Your task: Retype the complete listing exactly as it appears.

Given data:
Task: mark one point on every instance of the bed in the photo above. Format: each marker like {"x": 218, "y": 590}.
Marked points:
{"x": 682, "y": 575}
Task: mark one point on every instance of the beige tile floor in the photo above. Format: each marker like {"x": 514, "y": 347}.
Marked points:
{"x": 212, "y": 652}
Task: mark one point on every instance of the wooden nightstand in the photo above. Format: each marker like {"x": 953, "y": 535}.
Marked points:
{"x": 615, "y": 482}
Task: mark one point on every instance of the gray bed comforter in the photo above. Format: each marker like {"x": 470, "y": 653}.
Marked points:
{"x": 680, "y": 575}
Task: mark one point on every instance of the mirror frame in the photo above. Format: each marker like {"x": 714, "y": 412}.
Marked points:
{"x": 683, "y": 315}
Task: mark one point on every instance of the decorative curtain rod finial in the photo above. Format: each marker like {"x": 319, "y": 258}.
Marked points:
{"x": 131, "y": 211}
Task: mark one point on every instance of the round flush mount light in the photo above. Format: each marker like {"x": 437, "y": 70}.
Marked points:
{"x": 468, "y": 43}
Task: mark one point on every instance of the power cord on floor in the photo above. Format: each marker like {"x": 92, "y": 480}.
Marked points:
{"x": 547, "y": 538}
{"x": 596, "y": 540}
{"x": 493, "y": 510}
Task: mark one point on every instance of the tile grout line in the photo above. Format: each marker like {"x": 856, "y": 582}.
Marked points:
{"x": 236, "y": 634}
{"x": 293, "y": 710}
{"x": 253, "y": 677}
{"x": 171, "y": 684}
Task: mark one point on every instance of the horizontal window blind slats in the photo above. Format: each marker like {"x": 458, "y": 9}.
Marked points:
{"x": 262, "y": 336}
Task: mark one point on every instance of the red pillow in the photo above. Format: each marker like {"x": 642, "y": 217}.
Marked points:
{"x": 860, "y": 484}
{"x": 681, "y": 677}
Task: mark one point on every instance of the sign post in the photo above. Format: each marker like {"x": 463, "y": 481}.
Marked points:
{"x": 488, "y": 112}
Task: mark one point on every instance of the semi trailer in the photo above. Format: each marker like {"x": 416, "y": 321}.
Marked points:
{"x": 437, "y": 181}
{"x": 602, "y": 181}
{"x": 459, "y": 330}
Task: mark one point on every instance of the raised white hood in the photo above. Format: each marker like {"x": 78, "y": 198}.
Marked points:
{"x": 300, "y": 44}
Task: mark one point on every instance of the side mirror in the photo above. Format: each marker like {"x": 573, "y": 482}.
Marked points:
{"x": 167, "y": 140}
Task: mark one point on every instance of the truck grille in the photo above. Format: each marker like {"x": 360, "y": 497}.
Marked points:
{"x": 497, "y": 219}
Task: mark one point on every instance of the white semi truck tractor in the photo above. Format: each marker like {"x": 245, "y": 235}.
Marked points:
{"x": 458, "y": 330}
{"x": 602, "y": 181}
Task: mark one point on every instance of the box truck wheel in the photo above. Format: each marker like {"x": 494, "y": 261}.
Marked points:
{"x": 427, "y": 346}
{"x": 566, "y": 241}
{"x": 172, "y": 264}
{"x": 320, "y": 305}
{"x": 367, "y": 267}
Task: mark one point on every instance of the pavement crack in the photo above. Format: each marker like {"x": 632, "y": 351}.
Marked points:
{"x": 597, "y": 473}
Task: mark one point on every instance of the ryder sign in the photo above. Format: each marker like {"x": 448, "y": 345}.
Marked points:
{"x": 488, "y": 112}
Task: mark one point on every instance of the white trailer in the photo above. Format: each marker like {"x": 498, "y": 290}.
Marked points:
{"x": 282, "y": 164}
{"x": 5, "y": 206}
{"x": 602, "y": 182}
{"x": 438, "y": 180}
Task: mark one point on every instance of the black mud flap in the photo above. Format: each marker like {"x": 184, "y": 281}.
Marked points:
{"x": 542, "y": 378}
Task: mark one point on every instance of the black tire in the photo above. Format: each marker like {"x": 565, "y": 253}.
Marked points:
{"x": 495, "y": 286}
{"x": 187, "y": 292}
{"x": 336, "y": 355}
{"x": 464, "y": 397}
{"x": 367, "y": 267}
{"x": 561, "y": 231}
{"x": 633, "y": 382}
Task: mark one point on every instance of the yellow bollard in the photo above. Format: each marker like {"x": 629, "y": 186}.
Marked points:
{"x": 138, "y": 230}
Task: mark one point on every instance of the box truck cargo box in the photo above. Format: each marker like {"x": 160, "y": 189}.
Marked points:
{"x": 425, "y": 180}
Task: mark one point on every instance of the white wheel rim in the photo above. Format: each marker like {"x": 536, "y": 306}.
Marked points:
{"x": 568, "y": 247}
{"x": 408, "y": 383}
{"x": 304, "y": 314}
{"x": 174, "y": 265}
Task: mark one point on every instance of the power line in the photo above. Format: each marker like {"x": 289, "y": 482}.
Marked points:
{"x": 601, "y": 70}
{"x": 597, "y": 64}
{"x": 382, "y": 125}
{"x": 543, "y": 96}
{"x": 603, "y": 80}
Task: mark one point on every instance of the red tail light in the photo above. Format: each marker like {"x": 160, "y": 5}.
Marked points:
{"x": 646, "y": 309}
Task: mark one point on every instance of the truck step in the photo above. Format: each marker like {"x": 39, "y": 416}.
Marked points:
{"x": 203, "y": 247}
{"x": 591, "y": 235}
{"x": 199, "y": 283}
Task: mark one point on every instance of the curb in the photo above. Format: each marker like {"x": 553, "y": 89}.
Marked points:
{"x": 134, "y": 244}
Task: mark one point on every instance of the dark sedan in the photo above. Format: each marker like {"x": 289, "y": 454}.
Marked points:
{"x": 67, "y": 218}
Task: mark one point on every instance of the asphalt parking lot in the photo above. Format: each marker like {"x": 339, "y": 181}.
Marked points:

Output for this exercise:
Task: mark one point on every instance of the bed in the photo above. Format: each marker like {"x": 218, "y": 590}.
Marked points:
{"x": 682, "y": 575}
Task: mark one point on every instance of the beige tile floor in the photo above. Format: each marker like {"x": 514, "y": 347}.
Marked points:
{"x": 212, "y": 652}
Task: mark one point on every instance of the wooden nightstand in the photo above. Format: each marker like {"x": 953, "y": 535}.
Marked points:
{"x": 615, "y": 482}
Task: mark one point on every instance of the gray bed comforter in the photo above. Format: each marker like {"x": 470, "y": 653}.
Marked points:
{"x": 680, "y": 575}
Task: mark one point on every instance of the mirror frame in the photo above. Format: each marker like {"x": 714, "y": 412}.
Marked points:
{"x": 683, "y": 315}
Task: mark one point on every instance of the decorative curtain rod finial in the photo above. Format: each marker like {"x": 319, "y": 258}.
Marked points:
{"x": 131, "y": 211}
Task: mark one point on every instance of the round flush mount light in the photo above. Format: each marker like {"x": 437, "y": 70}.
Marked points:
{"x": 468, "y": 43}
Task: mark one point on every instance of the power cord on floor in the photo above. Format: each marker like {"x": 92, "y": 480}.
Marked points:
{"x": 547, "y": 538}
{"x": 596, "y": 540}
{"x": 493, "y": 510}
Task: mark one point on every instance of the tile grout line in the photo above. Format: each marker like {"x": 856, "y": 582}.
Marked points:
{"x": 236, "y": 634}
{"x": 293, "y": 710}
{"x": 253, "y": 677}
{"x": 171, "y": 684}
Task: mark one point on every instance of the horizontal window blind slats in the photo above. Format: each marker like {"x": 458, "y": 9}.
Marked points:
{"x": 262, "y": 336}
Task: mark one point on every instance of the red pillow in the photo above. Format: each marker like {"x": 642, "y": 217}.
Marked points:
{"x": 860, "y": 484}
{"x": 681, "y": 677}
Task: mark one point on every instance of the sign post in the photo above. Format: each marker like {"x": 463, "y": 481}.
Marked points:
{"x": 488, "y": 112}
Task: mark one point on every instance of the semi trailer in the photo above. Format: each marker like {"x": 416, "y": 321}.
Marked points:
{"x": 437, "y": 181}
{"x": 602, "y": 181}
{"x": 459, "y": 330}
Task: mark one point on every instance of the raised white hood in the photo above. Format: each marker like {"x": 78, "y": 198}.
Marked points:
{"x": 300, "y": 44}
Task: mark one point on every instance of the side mirror in the photo above. Format: each marker like {"x": 573, "y": 482}.
Marked points:
{"x": 167, "y": 140}
Task: mark one point on every instance of the truck grille in the photo above. Format: each marker like {"x": 360, "y": 497}.
Marked points:
{"x": 497, "y": 219}
Task: mark one point on every instance of the white semi truck tractor in the photo above. Format: each marker like {"x": 245, "y": 235}.
Marked points:
{"x": 458, "y": 330}
{"x": 602, "y": 181}
Task: mark one point on every instance of the box truck wheel in the photo above. Format: each marker like {"x": 494, "y": 261}.
Marked points:
{"x": 427, "y": 346}
{"x": 566, "y": 241}
{"x": 172, "y": 264}
{"x": 320, "y": 305}
{"x": 367, "y": 267}
Task: mark one point on every instance of the pavement crack in the photo above. Format: each marker like {"x": 632, "y": 351}.
Marked points:
{"x": 597, "y": 473}
Task: mark one point on every instance of the ryder sign in the photo above. Format: each marker like {"x": 448, "y": 345}.
Marked points:
{"x": 488, "y": 112}
Task: mark one point on every instance of the white trailer in the photo above. Format: each marker like {"x": 498, "y": 290}.
Marked points:
{"x": 282, "y": 164}
{"x": 5, "y": 206}
{"x": 602, "y": 182}
{"x": 438, "y": 180}
Task: mark one point on every instance of the black mud flap in the photo above. Format: each marker like {"x": 184, "y": 281}.
Marked points:
{"x": 542, "y": 378}
Task: mark one point on every instance of the black tire in the photo above. Format: each marker like {"x": 565, "y": 253}.
Marked points:
{"x": 495, "y": 286}
{"x": 187, "y": 292}
{"x": 336, "y": 355}
{"x": 464, "y": 397}
{"x": 367, "y": 267}
{"x": 561, "y": 231}
{"x": 633, "y": 382}
Task: mark one point on every instance of the yellow bollard in the photo above. Format: each marker like {"x": 629, "y": 186}.
Marked points:
{"x": 138, "y": 230}
Task: mark one point on every instance of the box truck cargo box in the photo above. Format: each marker like {"x": 160, "y": 189}.
Marked points:
{"x": 425, "y": 180}
Task: mark one point on every instance of the white wheel rim in the photo above. Format: each marker like {"x": 536, "y": 306}.
Marked points:
{"x": 568, "y": 247}
{"x": 408, "y": 383}
{"x": 304, "y": 314}
{"x": 174, "y": 265}
Task: mark one point on every instance of the power line in the photo above. Format: each marker like {"x": 289, "y": 482}.
Marked points:
{"x": 601, "y": 70}
{"x": 597, "y": 64}
{"x": 382, "y": 125}
{"x": 543, "y": 96}
{"x": 603, "y": 80}
Task: mark one point on every instance of the red tail light in the photo above. Format: each marker like {"x": 160, "y": 5}.
Marked points:
{"x": 646, "y": 309}
Task: mark one point on every instance of the truck step in the photo above. Format: each marker like {"x": 39, "y": 416}.
Marked points:
{"x": 203, "y": 247}
{"x": 591, "y": 235}
{"x": 199, "y": 283}
Task: mark one point on every instance of the curb in the photo above. Format: each marker like {"x": 553, "y": 89}.
Marked points:
{"x": 134, "y": 244}
Task: mark one point on every instance of the dark sedan in the photo above. Format: each marker like {"x": 289, "y": 454}.
Marked points:
{"x": 67, "y": 218}
Task: mark one point on every instance of the asphalt parking lot in the photo above. Format: each marker like {"x": 339, "y": 181}.
Marked points:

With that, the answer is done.